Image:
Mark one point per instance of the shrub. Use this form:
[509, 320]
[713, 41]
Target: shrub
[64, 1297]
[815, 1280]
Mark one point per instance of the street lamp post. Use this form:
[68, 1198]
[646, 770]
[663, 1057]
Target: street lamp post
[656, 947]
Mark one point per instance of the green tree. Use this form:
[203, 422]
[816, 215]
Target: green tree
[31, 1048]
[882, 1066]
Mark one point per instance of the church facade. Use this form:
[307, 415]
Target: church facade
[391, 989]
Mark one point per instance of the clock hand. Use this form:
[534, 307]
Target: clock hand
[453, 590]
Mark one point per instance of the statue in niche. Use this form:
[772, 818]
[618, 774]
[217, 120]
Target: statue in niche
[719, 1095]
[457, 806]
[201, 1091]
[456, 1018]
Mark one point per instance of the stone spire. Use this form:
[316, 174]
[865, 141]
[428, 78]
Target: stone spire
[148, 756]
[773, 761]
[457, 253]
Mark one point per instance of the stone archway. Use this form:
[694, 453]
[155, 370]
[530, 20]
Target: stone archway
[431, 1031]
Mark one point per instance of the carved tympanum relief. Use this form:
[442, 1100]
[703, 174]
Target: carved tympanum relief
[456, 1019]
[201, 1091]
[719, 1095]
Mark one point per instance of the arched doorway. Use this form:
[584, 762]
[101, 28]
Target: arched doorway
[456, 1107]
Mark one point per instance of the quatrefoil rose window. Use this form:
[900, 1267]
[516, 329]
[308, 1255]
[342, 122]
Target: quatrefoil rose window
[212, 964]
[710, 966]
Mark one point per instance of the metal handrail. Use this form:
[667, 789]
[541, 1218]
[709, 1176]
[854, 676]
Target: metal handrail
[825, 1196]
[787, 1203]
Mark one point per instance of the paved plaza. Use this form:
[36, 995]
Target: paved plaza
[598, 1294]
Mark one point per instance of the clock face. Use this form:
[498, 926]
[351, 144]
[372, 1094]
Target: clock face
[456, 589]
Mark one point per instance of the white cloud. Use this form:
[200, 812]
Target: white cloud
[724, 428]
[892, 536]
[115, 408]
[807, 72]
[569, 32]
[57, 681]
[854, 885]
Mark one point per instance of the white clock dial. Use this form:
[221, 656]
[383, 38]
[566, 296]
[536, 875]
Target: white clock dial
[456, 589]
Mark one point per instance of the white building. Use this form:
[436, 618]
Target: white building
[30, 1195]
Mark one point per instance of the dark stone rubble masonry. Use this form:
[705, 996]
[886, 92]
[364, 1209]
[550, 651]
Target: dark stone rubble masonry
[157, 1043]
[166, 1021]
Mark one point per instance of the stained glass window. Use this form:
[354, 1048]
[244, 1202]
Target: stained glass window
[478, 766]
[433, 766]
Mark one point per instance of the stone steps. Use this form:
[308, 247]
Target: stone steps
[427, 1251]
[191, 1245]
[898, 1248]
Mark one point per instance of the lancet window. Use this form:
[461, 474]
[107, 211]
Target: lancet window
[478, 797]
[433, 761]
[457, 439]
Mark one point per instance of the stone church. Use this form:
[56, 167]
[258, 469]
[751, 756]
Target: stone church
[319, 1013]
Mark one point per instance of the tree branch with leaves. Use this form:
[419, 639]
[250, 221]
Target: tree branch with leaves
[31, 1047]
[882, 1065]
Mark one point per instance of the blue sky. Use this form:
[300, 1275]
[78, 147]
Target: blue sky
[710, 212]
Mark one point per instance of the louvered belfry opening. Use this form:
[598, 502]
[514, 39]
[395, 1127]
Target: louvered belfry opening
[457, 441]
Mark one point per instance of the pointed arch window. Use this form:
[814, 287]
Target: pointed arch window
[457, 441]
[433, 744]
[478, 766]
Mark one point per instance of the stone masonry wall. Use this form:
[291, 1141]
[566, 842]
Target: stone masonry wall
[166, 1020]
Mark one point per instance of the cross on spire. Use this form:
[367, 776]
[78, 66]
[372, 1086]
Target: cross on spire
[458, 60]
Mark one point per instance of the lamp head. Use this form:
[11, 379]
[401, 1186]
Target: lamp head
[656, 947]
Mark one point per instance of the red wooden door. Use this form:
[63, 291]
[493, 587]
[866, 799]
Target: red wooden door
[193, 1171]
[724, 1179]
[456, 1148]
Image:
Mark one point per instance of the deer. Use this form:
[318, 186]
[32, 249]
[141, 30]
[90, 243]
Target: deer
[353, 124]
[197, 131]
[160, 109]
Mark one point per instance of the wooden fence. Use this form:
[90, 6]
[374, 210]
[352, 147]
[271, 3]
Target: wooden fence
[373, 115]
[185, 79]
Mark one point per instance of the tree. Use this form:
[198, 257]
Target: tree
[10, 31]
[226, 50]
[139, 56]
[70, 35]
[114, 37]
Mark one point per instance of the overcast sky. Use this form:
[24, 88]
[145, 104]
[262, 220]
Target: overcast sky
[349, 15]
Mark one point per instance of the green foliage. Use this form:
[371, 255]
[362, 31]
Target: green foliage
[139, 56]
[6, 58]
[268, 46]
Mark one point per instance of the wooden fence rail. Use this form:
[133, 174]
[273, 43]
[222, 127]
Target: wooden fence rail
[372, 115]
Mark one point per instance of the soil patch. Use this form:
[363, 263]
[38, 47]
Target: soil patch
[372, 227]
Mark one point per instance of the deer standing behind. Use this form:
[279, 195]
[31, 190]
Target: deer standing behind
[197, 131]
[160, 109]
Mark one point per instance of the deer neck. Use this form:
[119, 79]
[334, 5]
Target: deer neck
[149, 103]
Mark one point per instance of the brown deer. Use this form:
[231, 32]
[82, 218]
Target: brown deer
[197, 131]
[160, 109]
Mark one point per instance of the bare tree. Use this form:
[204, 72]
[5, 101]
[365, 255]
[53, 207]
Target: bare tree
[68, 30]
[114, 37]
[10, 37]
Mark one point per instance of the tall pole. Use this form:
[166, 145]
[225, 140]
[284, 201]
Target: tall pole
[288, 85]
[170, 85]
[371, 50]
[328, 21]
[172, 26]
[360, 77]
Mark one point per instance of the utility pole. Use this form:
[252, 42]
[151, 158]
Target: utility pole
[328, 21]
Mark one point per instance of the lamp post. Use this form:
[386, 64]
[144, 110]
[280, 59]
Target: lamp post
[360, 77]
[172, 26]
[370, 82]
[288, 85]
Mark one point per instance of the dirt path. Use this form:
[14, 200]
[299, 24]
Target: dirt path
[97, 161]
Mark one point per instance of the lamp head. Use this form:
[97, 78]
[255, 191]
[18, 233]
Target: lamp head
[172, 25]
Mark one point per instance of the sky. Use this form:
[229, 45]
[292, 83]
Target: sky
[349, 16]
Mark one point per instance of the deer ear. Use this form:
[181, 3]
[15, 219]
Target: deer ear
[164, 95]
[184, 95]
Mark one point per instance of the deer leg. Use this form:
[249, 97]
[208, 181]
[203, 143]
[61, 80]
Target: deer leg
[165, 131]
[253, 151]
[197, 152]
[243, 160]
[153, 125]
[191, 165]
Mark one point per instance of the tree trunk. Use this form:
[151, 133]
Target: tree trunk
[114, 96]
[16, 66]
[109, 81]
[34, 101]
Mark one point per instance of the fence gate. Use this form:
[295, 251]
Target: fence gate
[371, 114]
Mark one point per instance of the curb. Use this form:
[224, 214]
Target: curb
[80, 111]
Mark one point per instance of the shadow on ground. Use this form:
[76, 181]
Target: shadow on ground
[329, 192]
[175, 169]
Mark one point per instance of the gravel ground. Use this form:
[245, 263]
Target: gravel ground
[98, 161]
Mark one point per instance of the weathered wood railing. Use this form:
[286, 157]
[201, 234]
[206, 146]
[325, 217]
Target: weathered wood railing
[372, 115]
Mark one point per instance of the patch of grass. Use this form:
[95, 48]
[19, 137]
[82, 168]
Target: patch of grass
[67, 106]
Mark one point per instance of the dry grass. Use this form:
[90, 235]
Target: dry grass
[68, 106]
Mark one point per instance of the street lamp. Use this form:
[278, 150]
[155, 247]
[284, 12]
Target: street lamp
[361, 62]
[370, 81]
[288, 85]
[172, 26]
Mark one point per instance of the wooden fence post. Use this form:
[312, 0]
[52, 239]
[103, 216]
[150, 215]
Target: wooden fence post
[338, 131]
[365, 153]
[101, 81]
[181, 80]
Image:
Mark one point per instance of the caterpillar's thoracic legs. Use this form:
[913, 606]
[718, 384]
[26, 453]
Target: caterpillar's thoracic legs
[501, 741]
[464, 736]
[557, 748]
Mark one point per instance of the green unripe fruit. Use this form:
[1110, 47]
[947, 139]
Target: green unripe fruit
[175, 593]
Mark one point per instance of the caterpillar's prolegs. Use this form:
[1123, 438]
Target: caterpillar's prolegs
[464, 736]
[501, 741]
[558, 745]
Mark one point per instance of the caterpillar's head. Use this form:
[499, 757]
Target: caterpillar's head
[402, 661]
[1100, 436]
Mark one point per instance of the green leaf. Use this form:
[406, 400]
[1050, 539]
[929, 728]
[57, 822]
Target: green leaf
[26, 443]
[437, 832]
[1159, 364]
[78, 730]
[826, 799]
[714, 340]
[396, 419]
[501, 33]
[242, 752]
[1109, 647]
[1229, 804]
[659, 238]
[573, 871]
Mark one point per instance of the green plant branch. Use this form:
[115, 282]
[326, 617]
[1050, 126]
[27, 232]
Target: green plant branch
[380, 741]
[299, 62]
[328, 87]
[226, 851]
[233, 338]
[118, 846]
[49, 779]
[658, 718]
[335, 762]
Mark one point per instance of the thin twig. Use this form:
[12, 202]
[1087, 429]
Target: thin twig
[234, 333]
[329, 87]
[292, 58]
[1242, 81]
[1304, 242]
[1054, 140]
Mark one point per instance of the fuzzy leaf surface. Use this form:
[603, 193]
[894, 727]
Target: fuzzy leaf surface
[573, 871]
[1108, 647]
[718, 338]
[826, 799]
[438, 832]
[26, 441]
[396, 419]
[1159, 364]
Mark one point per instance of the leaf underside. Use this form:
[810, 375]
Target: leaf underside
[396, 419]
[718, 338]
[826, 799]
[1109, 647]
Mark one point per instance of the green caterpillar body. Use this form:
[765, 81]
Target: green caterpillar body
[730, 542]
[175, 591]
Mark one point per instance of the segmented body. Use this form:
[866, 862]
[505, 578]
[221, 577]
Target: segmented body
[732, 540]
----
What the task requires
Wherever the line holding "[354, 1048]" falls in the entries above, copy exactly from it through the line holding "Mark one point per instance of the deer.", inclusive, and add nothing.

Answer to this task
[354, 1048]
[244, 1202]
Target: stained glass window
[478, 766]
[433, 766]
Mark one point per instance of the stone steps. Use this form:
[308, 247]
Target: stone steps
[427, 1251]
[191, 1245]
[898, 1248]
Mark one point per instance of the lancet window. Use this form:
[461, 474]
[107, 211]
Target: lancet window
[478, 797]
[433, 761]
[457, 439]
Mark one point per instance of the stone church. Use this form:
[56, 167]
[258, 469]
[751, 756]
Target: stone church
[319, 1013]
Mark one point per instance of the tree branch with leaves. Use this form:
[419, 639]
[250, 221]
Target: tree branch with leaves
[31, 1047]
[882, 1065]
Mark one point per instance of the blue sky. Use this form:
[300, 1275]
[78, 147]
Target: blue sky
[710, 212]
Mark one point per instance of the louvered belfry opening. Use this form:
[598, 502]
[514, 39]
[395, 1127]
Target: louvered belfry opening
[457, 441]
Mark one point per instance of the pointed arch window. Use this form:
[814, 287]
Target: pointed arch window
[457, 441]
[433, 744]
[478, 766]
Mark one point per instance of the stone masonry wall. Use this form:
[291, 1141]
[566, 842]
Target: stone masonry wall
[166, 1020]
Mark one point per instance of the cross on spire. Use this form:
[367, 776]
[78, 66]
[372, 1086]
Target: cross on spire
[458, 60]
Mark one point per instance of the lamp head. Use this form:
[11, 379]
[401, 1186]
Target: lamp head
[656, 947]
Mark one point per instance of the red wooden door. Use this form:
[63, 291]
[493, 587]
[866, 799]
Target: red wooden door
[193, 1171]
[724, 1179]
[456, 1148]
Image:
Mark one point per instance of the deer. Use this form:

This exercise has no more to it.